Multi-criteria assessment methods and other methods are indispensable tools for addressing complex decision-making problems in various domains. By allowing for the simultaneous evaluation of multiple criteria, these methods provide a comprehensive and systematic approach to decision-making [67]. Their applications in various fields of building demonstrate their versatility and effectiveness in supporting informed decisions. As the complexity of decision-making continues to increase [29], the importance of multi-criteria assessment methods for forming sustainable decisions is critical, highlighting their relevance and value for achieving sustainability.

4.2. Application of COPRAS for Researching Sustainable Building Practices

The Complex Proportional Assessment method is a multi-criteria decision-making method developed by Zavadskas and Kaklauskas in 1996, which is designed to rank alternatives according to their priorities and expected usefulness. Due to the relatively simple mathematical foundations, COPRAS is one of the most popular methods of multi-criteria evaluation for determining the best alternative, taking into account the best solution and the worst possible solution [68].

COPRAS is a multi-criteria decision-making approach designed to rank alternatives according to their priorities and potential usefulness. As a result of COPRAS, it is possible to evaluate the alternatives and choose the alternative with the highest priority over the other alternatives. This study will use the COPRAS method to integrate both quantitative and qualitative approaches. This method enables a comprehensive assessment of the problem by considering multiple criteria and providing a systematic framework for decision-making. By combining these approaches, the COPRAS method ensures a more balanced evaluation, which enhances the accuracy and reliability of the study’s findings.

4.2.1. Expert Evaluation

Solving complex economic and social problems, as well as problems with the development of technology and innovation, process forecasting, and strategy evaluation, requires the contribution of experts. Experts usually have different and sometimes conflicting approaches to various problems. When decisions are based on expert competencies, it is essential to assess the extent to which experts agree with each other. For the selection of experts, experience in sustainable construction lasting more than 5 years and managerial roles in construction companies were the most important criteria in this study.

Expert evaluation is an essential process that ensures the quality and reliability of an expert study [69]. For the application of multi-criteria assessment methods, it is important to assess the extent to which experts’ opinions coincide [70].

The expert evaluation was based on various sets of criteria, such as the European Environment Agency study (2024) [71] and other scientific studies’ results, which are presented below:

• Price competition with virgin alternatives (Alshboul et al., 2022) [72];
• Confidence in quality and structural properties of secondary materials (traceability) [73];
• Hazardous substances content (Shehata et al., 2022 [74]; Iwuanyanwu et al., 2024 [75]);
• Lack of sufficient and reliable data on (historical) buildings (Sartori et al., 2021 [76]);
• Time delay (Raouf et al., 2023 [77]).

- WRITTEN EXERCISE
Please continue the passage on applying COPRAS to sustainable building practices, starting right after its list of evaluation criteria.

- SOURCE EXCERPT
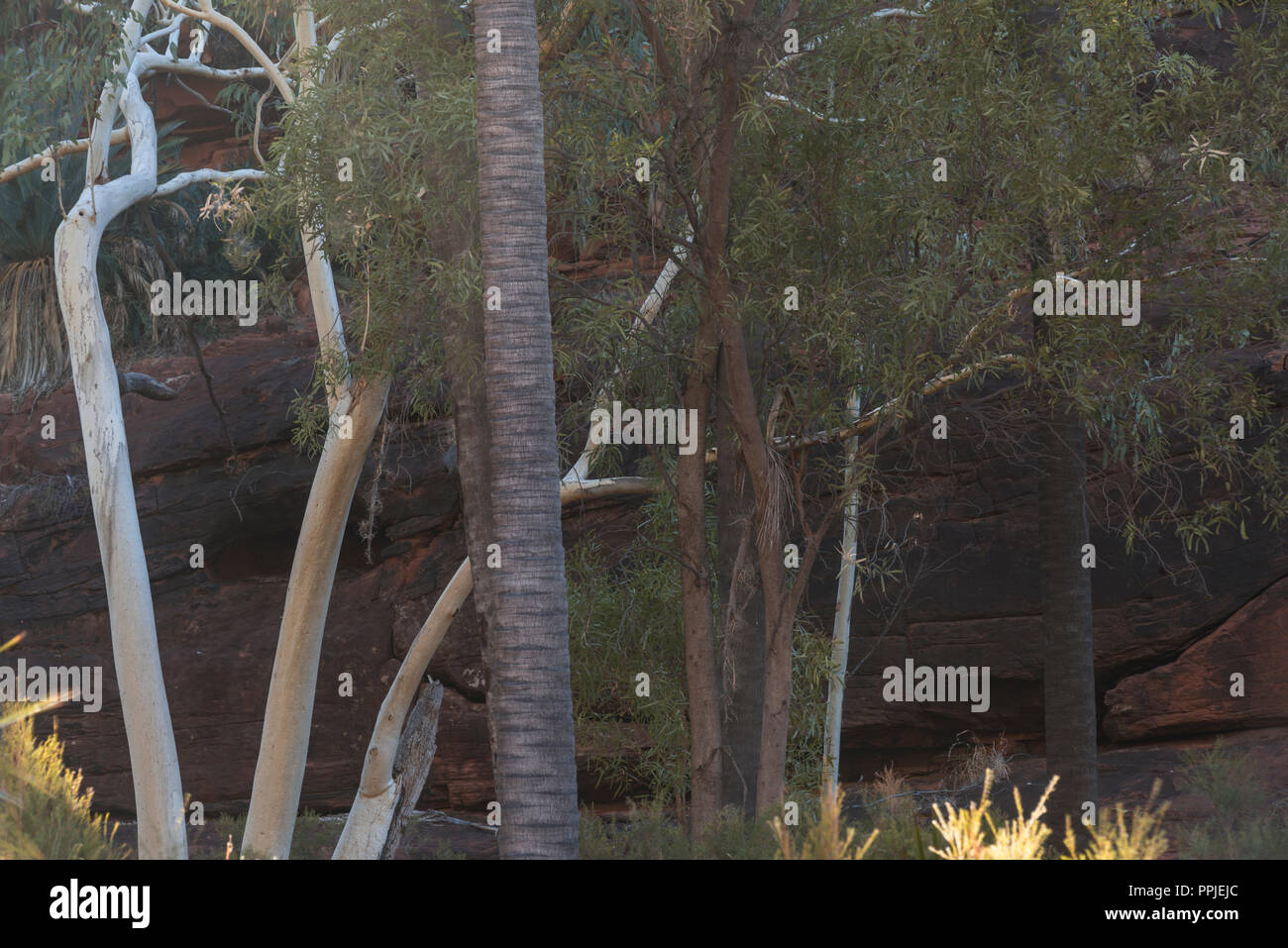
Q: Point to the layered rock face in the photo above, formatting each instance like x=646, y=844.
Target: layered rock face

- RESULT BELOW
The five criteria were selected after the assessment of sustainable building practices, focusing on the aspects that most significantly impact sustainable construction, such as:

(1)

Criteria such as price competition and time delay directly address cost efficiency and operational speed. These criteria represent the competitiveness of sustainable construction projects;

(2)

Criteria such as confidence in the quality and hazardous substances content are crucial for ensuring that sustainable materials meet reliably and safety. These criteria focus on the long-term viability of environmental impact;

(3)

The criterion related to the lack of sufficient and reliable data highlights the importance of robust information for decision-making. Reliable historical data are essential for assessing performance and planning improvements in sustainable building practices.

While other potential criteria, such as environmental impact, regulatory compliance, or innovation potential, were considered, these criteria were not included in the above-mentioned criteria set, facilitating precise consensus measurement among experts without overcomplicating the assessment.

Overall, these five criteria were deemed to offer a balanced and targeted evaluation of the critical factors affecting sustainable construction, ensuring that expert insights are relevant and actionable.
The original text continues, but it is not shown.